## 練習問題:
1. ヤッフォ散策の記事によると、初めて移民してきたユダヤ人がケドゥーム広場に宿舎を築いたのは何年ですか。
2. ヤッフォ散策の記事の「この広場がケドゥーム広場。1」から「ワーヌ・ジャン・グロ作)だ。」までをすべて、一字も変えずに書き写してください。

## 提供テキスト:

"""

再びイラナ・グール美術館前まで戻り、階段をのぼる。
階段の横には、フランス軍兵隊さんの案内。
古い家並みを見ながら、短い階段をゆっくり上る。
階段の上にあるのは、広場。
この広場の周辺には、オシャレなレストランが点在する。
この広場がケドゥーム広場。1740年に初めて移民してきたユダヤ人が宿舎を築いた場所だ。
再びフランス軍の兵隊さん。1798年、フランス軍司令官ナポレオン・ボナパルトはエジプト攻略に成功し、パレスチナまで攻め上がってきた。勢いそのまま、ここヤッフォを占領したが、フランス軍陣営ではペストが流行し、多数の死者を出すことになる。
ナポレオンがヤッフォでペストに侵される兵士を見舞う絵がルーブル美術館にある「ペスト患者を見舞うボナパルト」(アントワーヌ・ジャン・グロ作)だ。
この絵についての詳細は、http://www.salvastyle.com/menu_romantic/gros_jaffa.html
ステージのようなものがある。ここでイベントなどがおこなわれるのだろう。
大きな噴水があり、観光客が記念撮影をしていた。入り組んだ石造りの家並みの隙間から、
地中海に浮かぶヨットが見えた。
広場でちょっと休憩。
観光地だったらどこにでもあるスタンド。ここでジュースを購入。
そしてこんなものまで売っていた。左列の下から2番めにイスラエルと日本の国旗バッチがあった。ちょっと嬉しい。
広場のお店の片隅に、
観光案内所がある。
中で無料の地図がもらえる。
広場から階段を上り、高台へ。
この高台にこの地に残る古い言い伝えに基づいて作られた橋があるはず。
それがこの「願いの橋」だ。伝説によると「この橋を渡るものは、星座のサインを触りながら、海を見ると願いが叶う」ということ。
残念ながら、橋は非常に危険なため通行不可。標識によると、あまりにも大勢の人が渡りすぎて、橋が崩落の危機となっているそうです。人類はなんて強欲な生き物なのだろうか!!
下から見る「願いの橋」。確かに華奢だ。

"""

## データ抜粋:
"""

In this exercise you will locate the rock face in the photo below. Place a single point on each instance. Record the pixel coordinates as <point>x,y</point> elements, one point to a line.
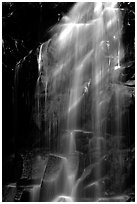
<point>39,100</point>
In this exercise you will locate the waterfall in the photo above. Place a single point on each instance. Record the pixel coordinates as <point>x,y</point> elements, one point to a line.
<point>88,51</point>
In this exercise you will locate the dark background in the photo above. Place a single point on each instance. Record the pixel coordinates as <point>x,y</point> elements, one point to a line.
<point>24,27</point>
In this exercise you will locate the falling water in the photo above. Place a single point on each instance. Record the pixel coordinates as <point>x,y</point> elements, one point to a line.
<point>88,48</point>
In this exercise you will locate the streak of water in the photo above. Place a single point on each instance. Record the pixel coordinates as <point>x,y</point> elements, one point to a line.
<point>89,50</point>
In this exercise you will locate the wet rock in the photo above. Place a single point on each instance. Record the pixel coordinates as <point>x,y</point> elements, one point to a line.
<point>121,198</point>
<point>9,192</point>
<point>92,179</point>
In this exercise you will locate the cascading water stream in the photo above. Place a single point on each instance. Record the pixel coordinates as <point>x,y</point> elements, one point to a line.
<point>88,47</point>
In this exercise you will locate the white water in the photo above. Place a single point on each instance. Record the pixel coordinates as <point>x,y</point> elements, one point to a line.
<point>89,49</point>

"""

## 解答:
1. 1740年です。

2.
この広場がケドゥーム広場。1740年に初めて移民してきたユダヤ人が宿舎を築いた場所だ。
再びフランス軍の兵隊さん。1798年、フランス軍司令官ナポレオン・ボナパルトはエジプト攻略に成功し、パレスチナまで攻め上がってきた。勢いそのまま、ここヤッフォを占領したが、フランス軍陣営ではペストが流行し、多数の死者を出すことになる。
ナポレオンがヤッフォでペストに侵される兵士を見舞う絵がルーブル美術館にある「ペスト患者を見舞うボナパルト」(アントワーヌ・ジャン・グロ作)だ。